======== QUOTED PASSAGE

Main concerns at the moment:
- not listening. I'll often have to ask the same question/make the same request many times just to get his attention. It's not even like he's being naughty, it's like he hasn't even noticed or has forgotten already.
- general focus. Often something simple like walking down a hallway will involve countless distractions in his little mind and he'll literally be in his own world.
- inappropriate actions/comments. He'll often break into random noises (cannons, space ships, pow pow etc - he's not exposed to violence at all by the way) or running on the spot, roll his eyes back to make a scary face, karate chop the air etc all just randomly and some days almost constantly.
- not reading social cues. This stems a lot from not listening. He might say hello to someone in the shops, they might say "hello, how are you?" back to him, and he might respond to mid air with random noises or what not because he hasn't computed what they said.
- actions/consequences. To some degree. He's able to take excellent care of his things, would never do something dangerous like touch the cleaning products, wont be intentionally naughty, tries to be kind etc but he might do something like pinch or hit without the intention to cause harm just because he does it without thinking. He might need to be reminded multiple times that it doesn't feel nice and isn't ok because he didn't really think about doing it to begin with.

================
======== GIVEN ENTRIES

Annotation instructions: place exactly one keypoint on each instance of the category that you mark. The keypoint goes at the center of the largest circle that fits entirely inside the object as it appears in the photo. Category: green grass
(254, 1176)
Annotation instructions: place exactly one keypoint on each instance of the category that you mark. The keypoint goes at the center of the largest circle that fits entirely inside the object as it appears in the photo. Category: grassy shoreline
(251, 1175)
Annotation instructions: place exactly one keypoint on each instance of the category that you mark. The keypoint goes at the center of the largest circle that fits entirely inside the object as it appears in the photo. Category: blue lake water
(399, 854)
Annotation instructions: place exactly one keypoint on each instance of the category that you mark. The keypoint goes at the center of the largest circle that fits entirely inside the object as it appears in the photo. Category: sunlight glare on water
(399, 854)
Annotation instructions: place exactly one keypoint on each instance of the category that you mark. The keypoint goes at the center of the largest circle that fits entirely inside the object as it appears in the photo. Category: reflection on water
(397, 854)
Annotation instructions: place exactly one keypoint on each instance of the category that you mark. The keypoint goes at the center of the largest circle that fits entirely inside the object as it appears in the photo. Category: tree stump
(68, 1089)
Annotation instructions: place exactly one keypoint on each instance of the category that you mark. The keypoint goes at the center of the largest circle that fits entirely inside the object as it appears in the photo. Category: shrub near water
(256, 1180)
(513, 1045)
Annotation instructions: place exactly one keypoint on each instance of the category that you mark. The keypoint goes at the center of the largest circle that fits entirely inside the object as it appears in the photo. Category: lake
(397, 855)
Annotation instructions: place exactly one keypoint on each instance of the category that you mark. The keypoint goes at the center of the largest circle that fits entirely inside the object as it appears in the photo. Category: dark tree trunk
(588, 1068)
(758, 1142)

================
======== GIVEN ENTRIES

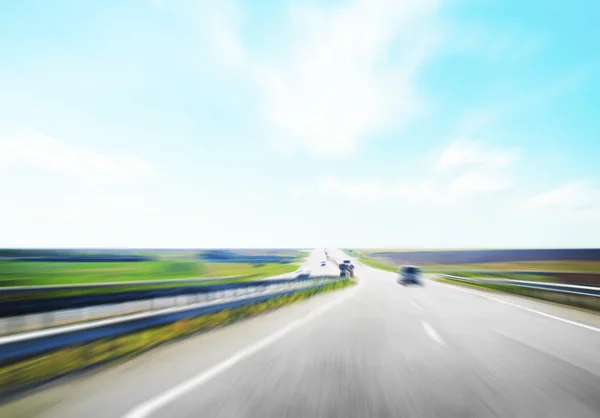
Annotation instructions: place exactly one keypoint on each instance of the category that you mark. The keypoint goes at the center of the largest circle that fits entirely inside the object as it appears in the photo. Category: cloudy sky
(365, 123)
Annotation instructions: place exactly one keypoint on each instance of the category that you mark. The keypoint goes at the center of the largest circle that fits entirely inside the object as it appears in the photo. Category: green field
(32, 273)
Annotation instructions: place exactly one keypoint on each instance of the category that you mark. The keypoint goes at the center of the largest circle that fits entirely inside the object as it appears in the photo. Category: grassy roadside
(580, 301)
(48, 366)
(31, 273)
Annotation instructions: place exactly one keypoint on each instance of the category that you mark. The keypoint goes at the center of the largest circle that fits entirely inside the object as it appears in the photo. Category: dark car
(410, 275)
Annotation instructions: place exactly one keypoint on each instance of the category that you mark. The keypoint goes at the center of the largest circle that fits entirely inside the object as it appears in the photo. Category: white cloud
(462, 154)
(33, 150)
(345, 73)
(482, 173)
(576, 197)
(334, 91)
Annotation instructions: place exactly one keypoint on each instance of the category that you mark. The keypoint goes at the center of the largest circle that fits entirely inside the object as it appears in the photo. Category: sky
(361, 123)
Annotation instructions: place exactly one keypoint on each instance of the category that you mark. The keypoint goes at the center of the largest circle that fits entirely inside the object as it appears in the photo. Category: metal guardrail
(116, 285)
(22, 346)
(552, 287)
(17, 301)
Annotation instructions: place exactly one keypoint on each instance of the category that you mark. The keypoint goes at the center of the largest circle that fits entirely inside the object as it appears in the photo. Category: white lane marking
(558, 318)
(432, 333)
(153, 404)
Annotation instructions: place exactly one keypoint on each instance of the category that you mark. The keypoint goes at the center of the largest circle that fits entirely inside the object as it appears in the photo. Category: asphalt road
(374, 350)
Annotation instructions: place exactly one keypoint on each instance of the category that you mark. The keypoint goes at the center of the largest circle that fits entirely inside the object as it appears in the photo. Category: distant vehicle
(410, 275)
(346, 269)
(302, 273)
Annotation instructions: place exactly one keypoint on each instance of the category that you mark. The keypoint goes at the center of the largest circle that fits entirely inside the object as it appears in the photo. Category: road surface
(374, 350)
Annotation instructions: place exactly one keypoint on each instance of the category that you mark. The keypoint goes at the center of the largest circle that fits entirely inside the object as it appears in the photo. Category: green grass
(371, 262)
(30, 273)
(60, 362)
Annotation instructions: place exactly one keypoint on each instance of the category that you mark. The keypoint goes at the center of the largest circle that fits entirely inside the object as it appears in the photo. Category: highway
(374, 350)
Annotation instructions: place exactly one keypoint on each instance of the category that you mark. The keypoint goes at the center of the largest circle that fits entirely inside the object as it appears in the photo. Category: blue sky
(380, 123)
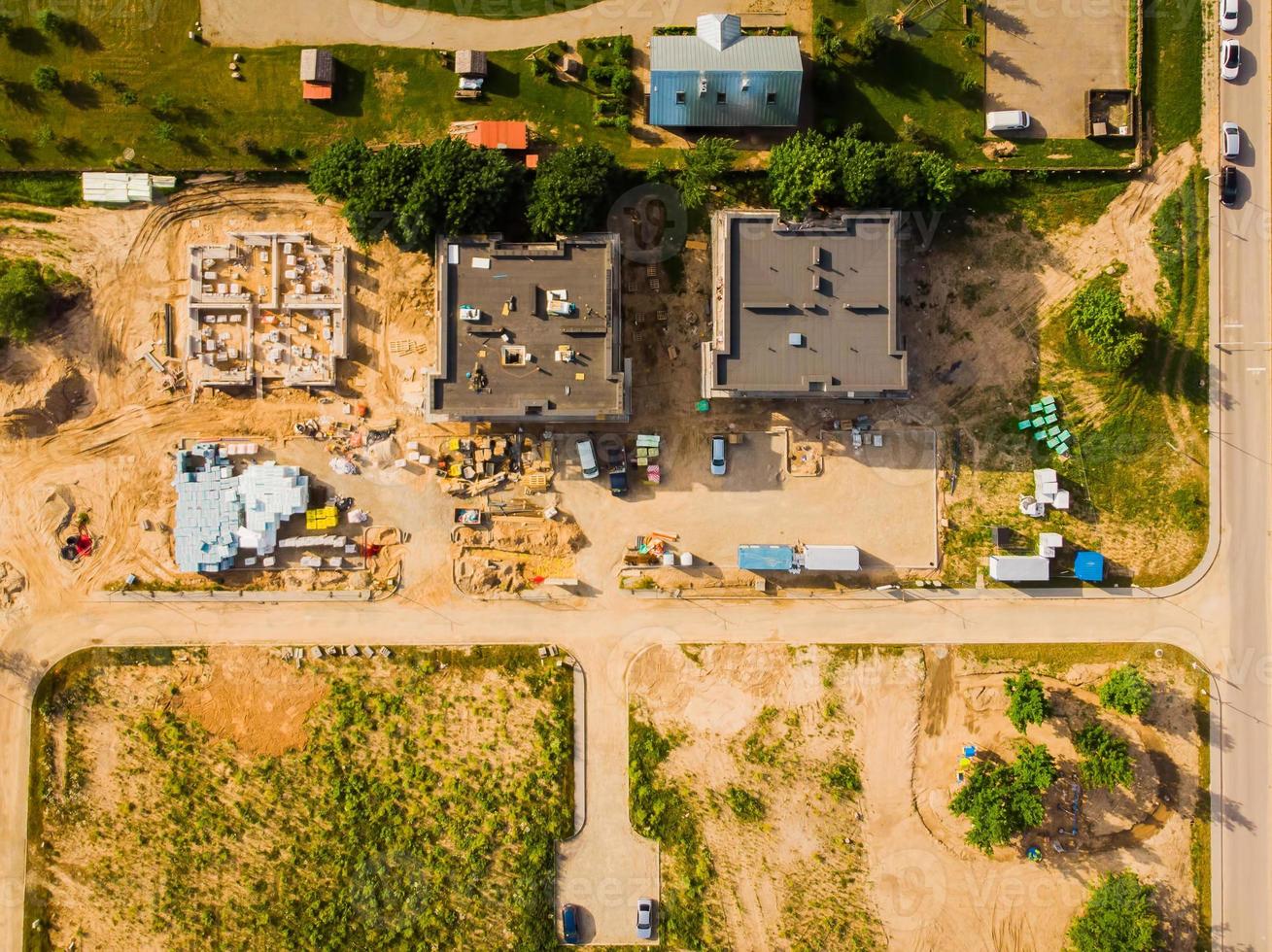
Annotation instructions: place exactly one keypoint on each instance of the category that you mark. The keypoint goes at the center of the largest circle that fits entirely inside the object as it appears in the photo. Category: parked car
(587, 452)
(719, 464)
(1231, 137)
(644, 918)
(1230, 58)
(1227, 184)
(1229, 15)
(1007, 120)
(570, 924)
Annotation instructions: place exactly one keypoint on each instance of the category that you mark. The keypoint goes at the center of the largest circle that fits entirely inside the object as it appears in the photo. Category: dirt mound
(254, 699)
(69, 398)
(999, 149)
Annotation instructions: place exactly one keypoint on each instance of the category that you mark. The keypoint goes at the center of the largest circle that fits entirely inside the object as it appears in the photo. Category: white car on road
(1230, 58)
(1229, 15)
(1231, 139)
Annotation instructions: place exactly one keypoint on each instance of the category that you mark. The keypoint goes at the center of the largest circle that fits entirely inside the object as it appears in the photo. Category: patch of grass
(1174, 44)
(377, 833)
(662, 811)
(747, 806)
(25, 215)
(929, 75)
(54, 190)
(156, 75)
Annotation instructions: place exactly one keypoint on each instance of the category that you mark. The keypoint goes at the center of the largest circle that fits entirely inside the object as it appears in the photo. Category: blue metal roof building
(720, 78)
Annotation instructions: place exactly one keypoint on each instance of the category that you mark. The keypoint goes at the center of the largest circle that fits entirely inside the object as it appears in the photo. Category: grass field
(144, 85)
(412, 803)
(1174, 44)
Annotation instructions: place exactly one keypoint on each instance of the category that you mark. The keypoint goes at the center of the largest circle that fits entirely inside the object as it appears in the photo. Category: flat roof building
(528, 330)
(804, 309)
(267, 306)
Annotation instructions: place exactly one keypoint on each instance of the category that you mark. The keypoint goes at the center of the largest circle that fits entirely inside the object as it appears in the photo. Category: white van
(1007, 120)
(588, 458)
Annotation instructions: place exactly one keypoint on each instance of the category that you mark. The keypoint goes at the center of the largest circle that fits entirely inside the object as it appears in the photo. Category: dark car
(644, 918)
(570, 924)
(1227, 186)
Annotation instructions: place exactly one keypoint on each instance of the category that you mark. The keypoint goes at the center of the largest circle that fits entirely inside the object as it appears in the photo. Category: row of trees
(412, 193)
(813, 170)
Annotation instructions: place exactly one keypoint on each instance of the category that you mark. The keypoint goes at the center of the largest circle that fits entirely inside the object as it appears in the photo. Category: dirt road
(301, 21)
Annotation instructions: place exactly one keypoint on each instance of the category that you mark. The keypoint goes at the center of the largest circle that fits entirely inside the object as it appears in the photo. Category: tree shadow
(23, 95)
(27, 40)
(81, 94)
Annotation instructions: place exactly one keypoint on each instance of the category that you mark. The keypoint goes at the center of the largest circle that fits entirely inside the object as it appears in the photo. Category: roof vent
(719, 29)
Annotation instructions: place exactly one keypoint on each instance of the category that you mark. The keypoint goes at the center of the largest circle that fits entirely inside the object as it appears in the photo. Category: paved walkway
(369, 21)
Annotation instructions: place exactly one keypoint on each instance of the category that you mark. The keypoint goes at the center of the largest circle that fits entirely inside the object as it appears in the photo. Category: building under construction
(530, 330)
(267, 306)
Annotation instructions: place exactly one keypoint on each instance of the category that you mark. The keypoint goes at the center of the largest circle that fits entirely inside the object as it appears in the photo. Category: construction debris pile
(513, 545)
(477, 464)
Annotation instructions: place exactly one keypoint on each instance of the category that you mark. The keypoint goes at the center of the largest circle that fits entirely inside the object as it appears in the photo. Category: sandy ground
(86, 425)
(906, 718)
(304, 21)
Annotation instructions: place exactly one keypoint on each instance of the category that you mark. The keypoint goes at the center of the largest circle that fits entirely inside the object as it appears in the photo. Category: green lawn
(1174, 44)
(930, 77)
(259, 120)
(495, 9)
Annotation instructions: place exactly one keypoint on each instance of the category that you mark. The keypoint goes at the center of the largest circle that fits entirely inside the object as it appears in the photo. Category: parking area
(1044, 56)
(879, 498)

================
======== GIVEN ENTRIES

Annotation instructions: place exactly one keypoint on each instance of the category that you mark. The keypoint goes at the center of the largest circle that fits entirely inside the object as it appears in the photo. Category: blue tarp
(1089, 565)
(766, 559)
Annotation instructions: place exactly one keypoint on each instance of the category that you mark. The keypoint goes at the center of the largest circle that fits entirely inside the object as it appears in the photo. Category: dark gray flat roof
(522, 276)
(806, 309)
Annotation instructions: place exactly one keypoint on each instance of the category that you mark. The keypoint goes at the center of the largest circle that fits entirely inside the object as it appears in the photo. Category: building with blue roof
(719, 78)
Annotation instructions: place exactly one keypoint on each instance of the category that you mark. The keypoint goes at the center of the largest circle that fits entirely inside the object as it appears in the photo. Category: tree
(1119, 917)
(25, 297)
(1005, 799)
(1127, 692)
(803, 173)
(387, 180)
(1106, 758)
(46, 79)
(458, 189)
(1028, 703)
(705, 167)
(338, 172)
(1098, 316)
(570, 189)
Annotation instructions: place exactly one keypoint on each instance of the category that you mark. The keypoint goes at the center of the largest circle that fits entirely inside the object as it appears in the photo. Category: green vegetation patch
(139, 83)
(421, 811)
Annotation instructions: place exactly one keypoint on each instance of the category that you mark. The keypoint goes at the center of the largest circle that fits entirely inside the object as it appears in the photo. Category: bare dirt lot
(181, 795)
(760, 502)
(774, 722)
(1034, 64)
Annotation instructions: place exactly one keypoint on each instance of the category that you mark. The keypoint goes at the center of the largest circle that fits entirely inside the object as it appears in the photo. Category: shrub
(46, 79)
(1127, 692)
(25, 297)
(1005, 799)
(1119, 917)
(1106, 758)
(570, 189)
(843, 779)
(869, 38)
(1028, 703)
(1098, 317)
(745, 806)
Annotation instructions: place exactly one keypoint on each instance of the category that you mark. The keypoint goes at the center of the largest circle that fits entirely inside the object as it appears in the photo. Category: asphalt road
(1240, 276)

================

WHAT THE TASK REQUIRES: Copy the passage from the list of concerns about a child's behavior, starting at "- not reading" and ending at "to begin with.".

RESULT FOR THIS TASK:
- not reading social cues. This stems a lot from not listening. He might say hello to someone in the shops, they might say "hello, how are you?" back to him, and he might respond to mid air with random noises or what not because he hasn't computed what they said.
- actions/consequences. To some degree. He's able to take excellent care of his things, would never do something dangerous like touch the cleaning products, wont be intentionally naughty, tries to be kind etc but he might do something like pinch or hit without the intention to cause harm just because he does it without thinking. He might need to be reminded multiple times that it doesn't feel nice and isn't ok because he didn't really think about doing it to begin with.